━━ Stored data

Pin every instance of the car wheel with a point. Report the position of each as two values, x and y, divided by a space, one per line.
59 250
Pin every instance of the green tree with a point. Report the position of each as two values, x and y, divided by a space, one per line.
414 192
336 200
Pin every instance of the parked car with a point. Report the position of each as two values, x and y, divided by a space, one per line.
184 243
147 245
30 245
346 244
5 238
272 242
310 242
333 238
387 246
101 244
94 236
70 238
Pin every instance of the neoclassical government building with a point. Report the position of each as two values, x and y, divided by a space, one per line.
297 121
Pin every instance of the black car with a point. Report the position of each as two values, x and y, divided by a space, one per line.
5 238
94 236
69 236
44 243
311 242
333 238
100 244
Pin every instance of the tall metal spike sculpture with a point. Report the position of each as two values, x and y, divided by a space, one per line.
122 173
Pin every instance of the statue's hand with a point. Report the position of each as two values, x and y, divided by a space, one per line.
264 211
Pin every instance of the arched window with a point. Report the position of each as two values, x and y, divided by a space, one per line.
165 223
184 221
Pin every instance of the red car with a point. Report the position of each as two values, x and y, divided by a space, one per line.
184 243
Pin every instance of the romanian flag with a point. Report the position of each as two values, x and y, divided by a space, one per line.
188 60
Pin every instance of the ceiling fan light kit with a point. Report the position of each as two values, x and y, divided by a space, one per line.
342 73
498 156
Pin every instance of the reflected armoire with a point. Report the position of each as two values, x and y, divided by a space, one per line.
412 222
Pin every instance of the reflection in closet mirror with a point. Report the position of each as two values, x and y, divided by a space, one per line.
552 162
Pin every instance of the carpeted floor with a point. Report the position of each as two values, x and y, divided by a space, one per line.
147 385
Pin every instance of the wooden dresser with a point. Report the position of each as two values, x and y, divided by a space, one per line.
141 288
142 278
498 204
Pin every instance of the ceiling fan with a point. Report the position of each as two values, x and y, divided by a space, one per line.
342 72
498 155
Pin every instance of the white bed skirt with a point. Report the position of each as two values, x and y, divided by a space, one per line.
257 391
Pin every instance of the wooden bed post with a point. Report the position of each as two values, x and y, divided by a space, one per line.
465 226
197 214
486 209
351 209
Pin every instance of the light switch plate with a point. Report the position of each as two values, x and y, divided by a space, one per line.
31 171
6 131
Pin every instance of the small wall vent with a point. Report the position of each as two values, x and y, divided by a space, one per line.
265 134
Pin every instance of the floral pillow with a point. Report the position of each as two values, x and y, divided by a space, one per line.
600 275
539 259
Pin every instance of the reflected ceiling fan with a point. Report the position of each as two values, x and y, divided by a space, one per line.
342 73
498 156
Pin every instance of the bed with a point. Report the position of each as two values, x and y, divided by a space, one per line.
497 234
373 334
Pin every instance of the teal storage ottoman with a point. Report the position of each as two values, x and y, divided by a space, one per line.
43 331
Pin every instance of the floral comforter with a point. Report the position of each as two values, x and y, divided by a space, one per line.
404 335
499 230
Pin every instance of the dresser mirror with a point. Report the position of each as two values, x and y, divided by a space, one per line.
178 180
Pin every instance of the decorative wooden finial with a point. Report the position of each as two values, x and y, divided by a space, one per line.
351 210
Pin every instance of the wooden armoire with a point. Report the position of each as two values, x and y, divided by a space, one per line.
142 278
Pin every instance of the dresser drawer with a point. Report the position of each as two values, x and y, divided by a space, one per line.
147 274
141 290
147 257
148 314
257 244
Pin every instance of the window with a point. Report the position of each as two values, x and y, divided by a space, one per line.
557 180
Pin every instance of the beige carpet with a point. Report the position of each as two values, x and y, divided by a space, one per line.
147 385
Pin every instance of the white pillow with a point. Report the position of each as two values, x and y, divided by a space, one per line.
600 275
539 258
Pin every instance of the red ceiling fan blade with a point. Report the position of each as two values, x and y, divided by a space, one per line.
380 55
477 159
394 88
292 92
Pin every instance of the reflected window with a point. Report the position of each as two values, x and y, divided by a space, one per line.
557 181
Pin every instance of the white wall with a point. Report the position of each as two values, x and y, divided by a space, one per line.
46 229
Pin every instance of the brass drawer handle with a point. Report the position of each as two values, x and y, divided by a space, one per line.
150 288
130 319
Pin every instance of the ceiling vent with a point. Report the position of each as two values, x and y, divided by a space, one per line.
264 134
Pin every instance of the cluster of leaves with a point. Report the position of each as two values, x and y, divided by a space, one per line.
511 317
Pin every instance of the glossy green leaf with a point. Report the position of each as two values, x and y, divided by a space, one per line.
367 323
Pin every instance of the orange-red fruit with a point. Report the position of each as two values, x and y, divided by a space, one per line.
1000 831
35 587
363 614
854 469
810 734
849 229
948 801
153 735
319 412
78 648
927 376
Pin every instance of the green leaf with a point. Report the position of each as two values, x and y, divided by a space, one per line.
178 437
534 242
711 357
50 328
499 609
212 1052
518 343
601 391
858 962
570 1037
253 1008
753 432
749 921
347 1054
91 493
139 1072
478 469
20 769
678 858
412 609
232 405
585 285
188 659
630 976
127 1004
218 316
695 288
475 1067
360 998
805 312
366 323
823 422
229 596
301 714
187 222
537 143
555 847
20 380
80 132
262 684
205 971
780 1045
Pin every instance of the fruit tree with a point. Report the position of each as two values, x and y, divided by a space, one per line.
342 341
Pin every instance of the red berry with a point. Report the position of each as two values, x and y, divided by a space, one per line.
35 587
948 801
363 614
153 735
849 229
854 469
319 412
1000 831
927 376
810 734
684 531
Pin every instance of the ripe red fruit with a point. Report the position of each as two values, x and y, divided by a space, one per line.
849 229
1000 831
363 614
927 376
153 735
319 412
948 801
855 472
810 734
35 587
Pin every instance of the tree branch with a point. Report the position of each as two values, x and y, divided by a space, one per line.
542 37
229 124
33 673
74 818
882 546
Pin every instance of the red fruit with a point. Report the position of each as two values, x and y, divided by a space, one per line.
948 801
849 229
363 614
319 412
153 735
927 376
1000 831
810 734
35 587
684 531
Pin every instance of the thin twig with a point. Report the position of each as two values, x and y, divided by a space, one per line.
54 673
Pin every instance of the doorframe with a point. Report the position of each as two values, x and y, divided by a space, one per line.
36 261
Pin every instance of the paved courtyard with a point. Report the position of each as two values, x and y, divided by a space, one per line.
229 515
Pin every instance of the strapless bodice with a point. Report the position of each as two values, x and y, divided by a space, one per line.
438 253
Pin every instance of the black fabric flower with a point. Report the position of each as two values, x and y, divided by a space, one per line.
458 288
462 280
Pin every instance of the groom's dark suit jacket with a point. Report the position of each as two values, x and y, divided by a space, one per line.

━━━━

* **The task**: Print nothing but the lines from the line with "Pin every instance of the fruit" to the last line of the records above. Both of those lines count.

* **The reply**:
Pin every instance of the fruit tree with a point. Report the position of each as two values, x and y, divided by a space, one per line.
342 341
Pin every instance of the red berry with a point. Report the position of each as two values, x and y, divided by a space, one per line.
35 587
948 801
363 614
153 735
849 229
854 469
319 412
1000 831
927 376
810 734
684 531
Pin every instance of the ripe red fruit with a point. Report the position of each as two values, x and y, divided by a space, one per line.
849 229
1000 831
363 614
927 376
153 735
319 412
948 801
855 472
810 734
35 587
Pin every instance of the tree branch with a point. Report the position of each as two values, x and y, divided by a space, one per line.
542 37
229 124
33 673
74 818
882 546
Pin every instance of the red fruit with a point. Report the position of each as two values, x and y, divided by a space, one per line.
948 801
849 229
363 614
319 412
153 735
927 376
1000 831
810 734
35 587
684 531
Pin every instance of the thin twig with a point. Report the position of each as two values, x and y, divided by a space, one per line.
54 673
Pin every instance of the doorframe with a point. Report the position of each as two values, x and y, divided by a space, one per line.
36 261
Pin every instance of the paved courtyard with a point. Report the position of each as two values, x and y, divided by a space, one per line.
229 515
Pin every instance of the strapless bodice with a point. Report the position of each as two values, x and y, divided by a space, one per line.
438 253
Pin every instance of the black fabric flower with a point. Report the position of each as two values, x and y, divided by a space, one per line.
458 288
462 280
Pin every instance of the groom's dark suit jacket with a point. Report the position of each as two values, x and y, divided by a space, one per line.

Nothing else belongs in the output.